● **Задание**: Как, согласно тексту о Брюллове, художник поступил с холстом конного портрета императрицы, когда привез его в город?

● **Предложенный текст**:
--------

Тем же летом 1837 года он был приглашен для работы над конным портретом императрицы с дочерью в Петергоф. Некоторое время он и жил там. И все же без конца находил поводы, чтобы оттянуть работу, к которой не лежала душа. За ним присылали сказать, что готовы позировать — он отсылал посыльного обратно со словами, что писать ему сегодня некогда. Назначали сеанс на завтрашнее утро, а он, хоть Мокрицкий спозаранку начинал твердить, что пора идти, тянул до последнего момента, а после говорил: «Скучно, не поеду! Сегодня надобно ставить натуру ученикам». Надевал шляпу и отправлялся в классы. А однажды в Петергофе во время сеанса, когда императрица сидела на лошади перед окном комнаты, в которой работал художник, вдруг пошел дождь. Брюллов, как ни в чем не бывало продолжал писать. Присутствовавший при сем придворный медик Маркус порывался прервать сеанс. Однако царица, боясь нарушить вдохновение маэстро, не позволила, сказав: «Пока он работает, не мешайте ему…» И продолжала мокнуть под дождем. Кажется, как после этого не дописать портрет? И тем не менее Брюллов, привезя холст в город, повернул его к стене и никогда больше к нему не прикасался.
На все лады пересказывали в обществе и еще один случай. Как-то раз Брюллов был приглашен в Зимний писать портрет одной из великих княжен. Он приехал. Начал работать. Тут входит император, усаживается на стул и начинает высказывать свои замечания. Брюллов откладывает в сторону палитру. На вопрос царя, в чем дело, с показным смирением отвечает: «Не могу — рука от страха дрожит…» Художник Жемчужников, приведший этот эпизод в своих воспоминаниях, так комментирует его: «Умен был К. П. и далеко не трус. Ответ поймут художники, а понял ли его император — не знаю». Другой современник, М. Бутурлин, с которого Брюллов писал в Риме портрет, говорит о нем: «Таков он был: независимая и незаискивающая эта натура не пресмыкалась ни перед золотым тельцом, ни перед кумиром придворных почестей». Не удивительно, что многие современники вспоминают именно эти свойства натуры художника — все поражались его дерзости, смелости, с какою он позволял себе относиться к самым влиятельным личностям. И он делался вовсе непримиримым, когда кто-то, пусть даже сам император, пытался вмешаться в его работу, вторгнуться в святая святых — творчество. Принуждения он не выносил, и тут не было риска, на который он не пошел бы ради того, чтобы отстоять свою независимость.

--------

● **Исходные данные**:
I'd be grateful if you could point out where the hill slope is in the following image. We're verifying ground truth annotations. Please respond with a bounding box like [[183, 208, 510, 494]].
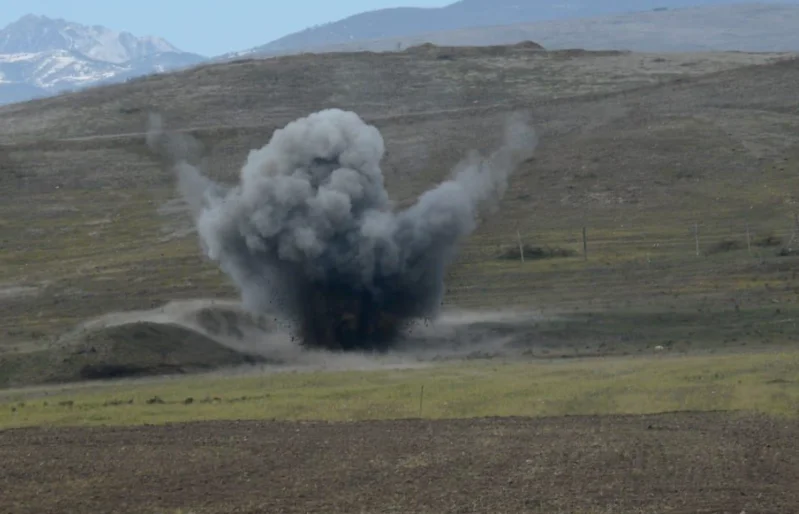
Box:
[[239, 3, 799, 56], [0, 45, 799, 382], [237, 0, 797, 56]]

--------

● **Решение**: Он повернул холст к стене и больше никогда к нему не прикасался.